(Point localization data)

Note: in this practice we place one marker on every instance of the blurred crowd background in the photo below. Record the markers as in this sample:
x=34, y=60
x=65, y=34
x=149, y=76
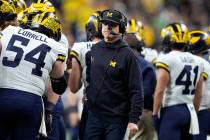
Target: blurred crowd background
x=154, y=14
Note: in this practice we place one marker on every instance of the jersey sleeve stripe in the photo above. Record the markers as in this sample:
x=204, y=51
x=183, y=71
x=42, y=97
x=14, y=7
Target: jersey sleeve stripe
x=1, y=35
x=160, y=64
x=205, y=75
x=61, y=57
x=74, y=54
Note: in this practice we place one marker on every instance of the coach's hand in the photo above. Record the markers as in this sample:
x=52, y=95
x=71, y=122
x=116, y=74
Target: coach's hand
x=156, y=122
x=48, y=116
x=133, y=128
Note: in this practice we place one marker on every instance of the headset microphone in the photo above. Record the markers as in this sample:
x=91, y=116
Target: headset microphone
x=113, y=33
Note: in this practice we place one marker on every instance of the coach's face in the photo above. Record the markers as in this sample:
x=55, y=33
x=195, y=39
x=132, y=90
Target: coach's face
x=110, y=30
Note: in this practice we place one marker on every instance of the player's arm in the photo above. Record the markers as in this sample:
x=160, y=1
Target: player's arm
x=57, y=77
x=0, y=43
x=162, y=82
x=198, y=93
x=75, y=76
x=0, y=47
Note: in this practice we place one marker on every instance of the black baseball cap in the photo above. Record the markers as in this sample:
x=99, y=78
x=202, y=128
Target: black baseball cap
x=111, y=15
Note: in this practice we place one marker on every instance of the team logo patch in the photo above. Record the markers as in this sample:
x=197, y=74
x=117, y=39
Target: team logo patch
x=112, y=63
x=109, y=14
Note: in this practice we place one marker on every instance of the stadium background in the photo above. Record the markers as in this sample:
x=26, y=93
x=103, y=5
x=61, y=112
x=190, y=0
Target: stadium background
x=154, y=14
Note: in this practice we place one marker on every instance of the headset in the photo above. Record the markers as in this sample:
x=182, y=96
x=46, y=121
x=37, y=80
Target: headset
x=122, y=22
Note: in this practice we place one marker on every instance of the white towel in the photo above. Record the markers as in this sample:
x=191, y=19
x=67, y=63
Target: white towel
x=42, y=129
x=194, y=126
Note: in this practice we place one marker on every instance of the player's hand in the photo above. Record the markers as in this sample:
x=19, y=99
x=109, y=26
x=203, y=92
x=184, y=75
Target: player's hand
x=48, y=121
x=133, y=128
x=74, y=119
x=156, y=122
x=48, y=116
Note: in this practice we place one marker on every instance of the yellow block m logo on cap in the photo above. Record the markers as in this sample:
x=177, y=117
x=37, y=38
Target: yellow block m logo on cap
x=113, y=63
x=109, y=14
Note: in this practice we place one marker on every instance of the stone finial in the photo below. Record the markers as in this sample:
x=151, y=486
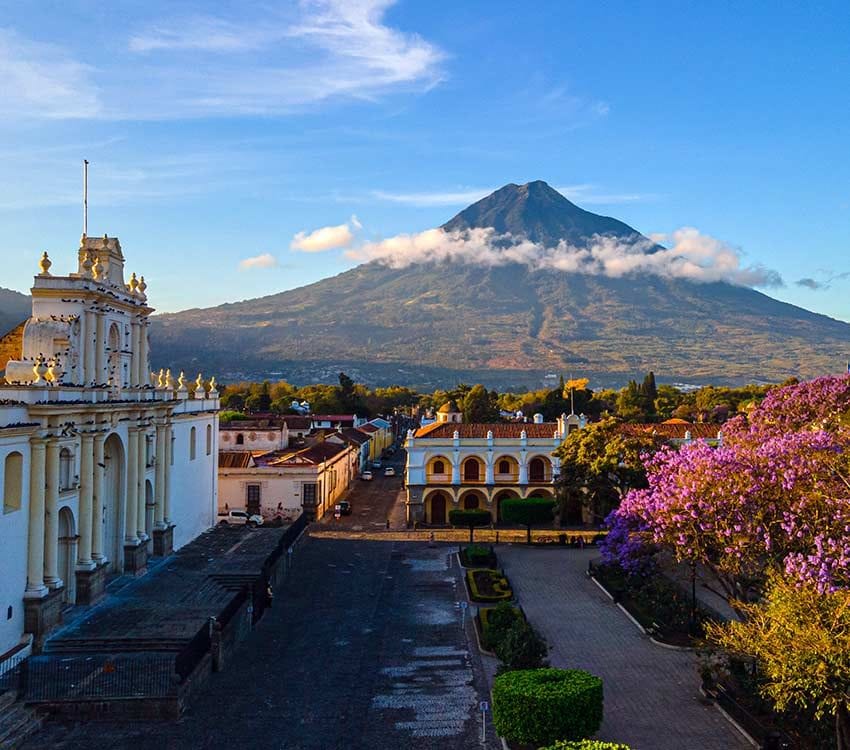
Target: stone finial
x=39, y=369
x=87, y=266
x=54, y=372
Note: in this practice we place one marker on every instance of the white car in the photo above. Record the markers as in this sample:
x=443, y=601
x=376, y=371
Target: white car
x=239, y=518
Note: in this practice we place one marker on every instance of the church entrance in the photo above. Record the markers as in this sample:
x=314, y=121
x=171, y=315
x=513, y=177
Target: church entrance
x=68, y=555
x=438, y=508
x=112, y=512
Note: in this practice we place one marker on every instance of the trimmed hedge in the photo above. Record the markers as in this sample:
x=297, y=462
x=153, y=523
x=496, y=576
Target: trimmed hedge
x=495, y=623
x=481, y=579
x=542, y=706
x=586, y=745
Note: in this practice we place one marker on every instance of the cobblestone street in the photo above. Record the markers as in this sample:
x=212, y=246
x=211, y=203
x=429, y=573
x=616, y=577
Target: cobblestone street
x=363, y=648
x=652, y=699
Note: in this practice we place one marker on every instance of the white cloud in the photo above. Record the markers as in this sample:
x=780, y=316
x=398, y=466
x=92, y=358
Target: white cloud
x=44, y=81
x=692, y=255
x=326, y=238
x=265, y=260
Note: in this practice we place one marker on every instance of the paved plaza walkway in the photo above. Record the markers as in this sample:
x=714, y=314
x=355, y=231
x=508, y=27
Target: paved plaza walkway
x=652, y=699
x=363, y=648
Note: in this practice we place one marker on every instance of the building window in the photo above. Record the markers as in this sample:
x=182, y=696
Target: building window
x=308, y=495
x=13, y=478
x=537, y=470
x=66, y=469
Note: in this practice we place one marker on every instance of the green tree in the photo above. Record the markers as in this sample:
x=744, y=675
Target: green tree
x=800, y=637
x=528, y=512
x=600, y=464
x=480, y=405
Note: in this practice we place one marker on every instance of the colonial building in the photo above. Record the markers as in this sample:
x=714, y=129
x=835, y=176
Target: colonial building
x=453, y=465
x=289, y=482
x=102, y=463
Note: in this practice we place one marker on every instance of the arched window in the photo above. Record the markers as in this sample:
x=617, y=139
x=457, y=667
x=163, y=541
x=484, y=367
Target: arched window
x=13, y=477
x=66, y=469
x=471, y=471
x=537, y=470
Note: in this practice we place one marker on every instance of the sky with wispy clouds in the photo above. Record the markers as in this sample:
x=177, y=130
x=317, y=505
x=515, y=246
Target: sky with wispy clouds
x=250, y=147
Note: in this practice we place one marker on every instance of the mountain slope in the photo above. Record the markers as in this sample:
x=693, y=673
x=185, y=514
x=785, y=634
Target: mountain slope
x=509, y=324
x=14, y=309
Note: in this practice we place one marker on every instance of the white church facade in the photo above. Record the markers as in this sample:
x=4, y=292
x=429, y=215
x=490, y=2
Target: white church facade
x=102, y=463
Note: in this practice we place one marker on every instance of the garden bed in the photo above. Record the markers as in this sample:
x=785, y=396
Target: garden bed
x=661, y=608
x=488, y=585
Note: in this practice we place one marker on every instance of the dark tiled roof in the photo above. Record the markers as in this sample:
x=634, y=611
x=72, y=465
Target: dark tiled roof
x=499, y=430
x=315, y=454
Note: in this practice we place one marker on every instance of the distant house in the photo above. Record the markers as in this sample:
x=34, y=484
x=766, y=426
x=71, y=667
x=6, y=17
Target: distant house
x=288, y=482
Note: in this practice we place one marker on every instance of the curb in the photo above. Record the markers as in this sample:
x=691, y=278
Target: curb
x=743, y=732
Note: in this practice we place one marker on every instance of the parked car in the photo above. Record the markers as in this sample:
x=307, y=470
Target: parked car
x=239, y=518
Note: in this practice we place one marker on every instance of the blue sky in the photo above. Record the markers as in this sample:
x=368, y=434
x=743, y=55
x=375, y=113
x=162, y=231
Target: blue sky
x=217, y=132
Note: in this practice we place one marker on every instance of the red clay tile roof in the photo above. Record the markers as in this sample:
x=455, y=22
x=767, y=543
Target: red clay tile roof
x=676, y=430
x=234, y=459
x=315, y=454
x=499, y=429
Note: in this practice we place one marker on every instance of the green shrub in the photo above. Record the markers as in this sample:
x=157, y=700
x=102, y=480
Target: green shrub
x=488, y=586
x=495, y=623
x=586, y=745
x=521, y=647
x=542, y=706
x=470, y=519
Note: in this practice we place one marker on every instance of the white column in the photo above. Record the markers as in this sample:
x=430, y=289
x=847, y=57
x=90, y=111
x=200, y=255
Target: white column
x=141, y=506
x=35, y=539
x=89, y=374
x=135, y=346
x=51, y=520
x=131, y=511
x=144, y=353
x=101, y=374
x=159, y=489
x=99, y=498
x=166, y=505
x=84, y=561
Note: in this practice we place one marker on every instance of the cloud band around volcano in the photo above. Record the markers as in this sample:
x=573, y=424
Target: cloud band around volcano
x=691, y=255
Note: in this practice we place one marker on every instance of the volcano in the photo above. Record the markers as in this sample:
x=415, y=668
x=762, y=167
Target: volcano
x=435, y=323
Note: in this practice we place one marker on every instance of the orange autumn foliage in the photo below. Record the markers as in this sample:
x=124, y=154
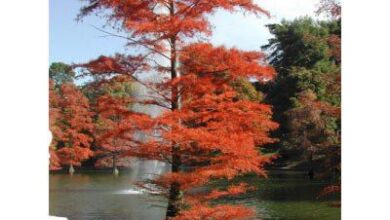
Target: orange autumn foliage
x=71, y=124
x=205, y=131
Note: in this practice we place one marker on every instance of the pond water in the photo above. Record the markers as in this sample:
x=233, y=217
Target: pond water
x=102, y=196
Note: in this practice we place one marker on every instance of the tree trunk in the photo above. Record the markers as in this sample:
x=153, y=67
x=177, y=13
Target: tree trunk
x=311, y=168
x=71, y=169
x=115, y=170
x=174, y=191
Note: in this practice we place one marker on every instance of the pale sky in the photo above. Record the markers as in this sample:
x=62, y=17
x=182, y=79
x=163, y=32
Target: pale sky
x=73, y=42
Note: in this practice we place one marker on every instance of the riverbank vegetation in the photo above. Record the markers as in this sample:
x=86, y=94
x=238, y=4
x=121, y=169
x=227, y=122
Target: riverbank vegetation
x=223, y=114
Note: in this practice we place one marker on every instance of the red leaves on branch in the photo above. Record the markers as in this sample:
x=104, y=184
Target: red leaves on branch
x=71, y=125
x=206, y=132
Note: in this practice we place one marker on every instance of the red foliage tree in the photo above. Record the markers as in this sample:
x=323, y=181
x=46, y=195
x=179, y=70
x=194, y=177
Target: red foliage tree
x=115, y=129
x=206, y=132
x=73, y=125
x=54, y=114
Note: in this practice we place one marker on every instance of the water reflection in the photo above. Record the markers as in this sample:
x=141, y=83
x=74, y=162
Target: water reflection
x=102, y=196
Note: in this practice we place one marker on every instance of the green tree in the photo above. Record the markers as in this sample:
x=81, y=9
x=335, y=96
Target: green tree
x=306, y=93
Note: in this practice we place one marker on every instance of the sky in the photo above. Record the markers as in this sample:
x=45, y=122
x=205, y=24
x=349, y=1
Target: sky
x=77, y=42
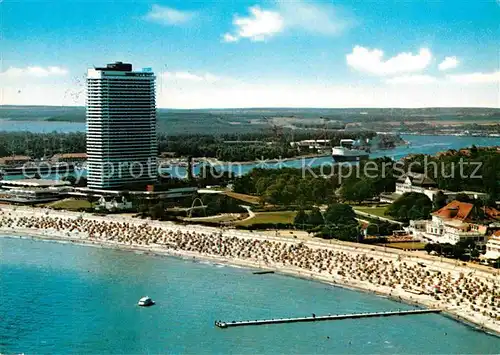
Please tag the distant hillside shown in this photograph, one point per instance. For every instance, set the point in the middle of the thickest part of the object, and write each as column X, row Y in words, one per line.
column 209, row 121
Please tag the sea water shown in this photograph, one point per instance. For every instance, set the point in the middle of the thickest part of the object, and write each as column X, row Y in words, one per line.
column 62, row 299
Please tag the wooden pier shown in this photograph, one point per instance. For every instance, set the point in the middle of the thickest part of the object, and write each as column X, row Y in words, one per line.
column 315, row 318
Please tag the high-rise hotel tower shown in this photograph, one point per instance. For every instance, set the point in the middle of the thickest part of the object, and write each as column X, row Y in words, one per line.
column 121, row 127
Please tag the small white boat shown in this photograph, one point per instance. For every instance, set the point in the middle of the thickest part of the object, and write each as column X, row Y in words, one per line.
column 146, row 302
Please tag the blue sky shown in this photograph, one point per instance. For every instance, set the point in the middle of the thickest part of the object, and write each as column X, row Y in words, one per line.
column 258, row 53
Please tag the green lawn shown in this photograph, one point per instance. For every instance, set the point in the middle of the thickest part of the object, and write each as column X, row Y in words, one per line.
column 253, row 200
column 377, row 211
column 270, row 217
column 70, row 204
column 406, row 245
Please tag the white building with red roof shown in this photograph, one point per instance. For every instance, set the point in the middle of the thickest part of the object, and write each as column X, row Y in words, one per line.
column 493, row 246
column 455, row 222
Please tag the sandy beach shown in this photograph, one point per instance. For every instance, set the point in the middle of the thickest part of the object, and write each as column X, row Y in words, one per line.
column 470, row 295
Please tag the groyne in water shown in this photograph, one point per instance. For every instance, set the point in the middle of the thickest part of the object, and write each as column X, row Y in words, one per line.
column 315, row 318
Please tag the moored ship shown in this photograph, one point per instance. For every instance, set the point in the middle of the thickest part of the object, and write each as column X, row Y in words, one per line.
column 347, row 152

Task goal
Working from the data above, extract solely the lines from the one containing "Target: jersey sleeve stripe" through the one containing "of the black", exactly as they appear, both included.

Problem solution
Target: jersey sleeve stripe
x=1, y=35
x=160, y=64
x=205, y=75
x=61, y=57
x=74, y=54
Note: in this practice we place one marker on every instance of the coach's hand in the photo above. Record the markers as in this sample:
x=52, y=95
x=71, y=122
x=116, y=74
Target: coach's hand
x=156, y=122
x=48, y=116
x=133, y=128
Note: in this practice we place one marker on every instance of the headset microphone in the photo above. Record the markers as in this sample:
x=91, y=116
Target: headset microphone
x=113, y=33
Note: in this practice we place one marker on every instance of the coach's face in the photo above. Record the markers as in this sample:
x=55, y=33
x=195, y=39
x=132, y=90
Target: coach's face
x=110, y=30
Note: in this practice we place one marker on every instance of the player's arm in the photo above. Record the markers as in this sample:
x=160, y=1
Target: player's arm
x=57, y=77
x=0, y=43
x=162, y=82
x=198, y=93
x=75, y=76
x=0, y=47
Note: in this practice we place one marker on every instance of the black baseball cap in the photo above. Record the markers as in this sample:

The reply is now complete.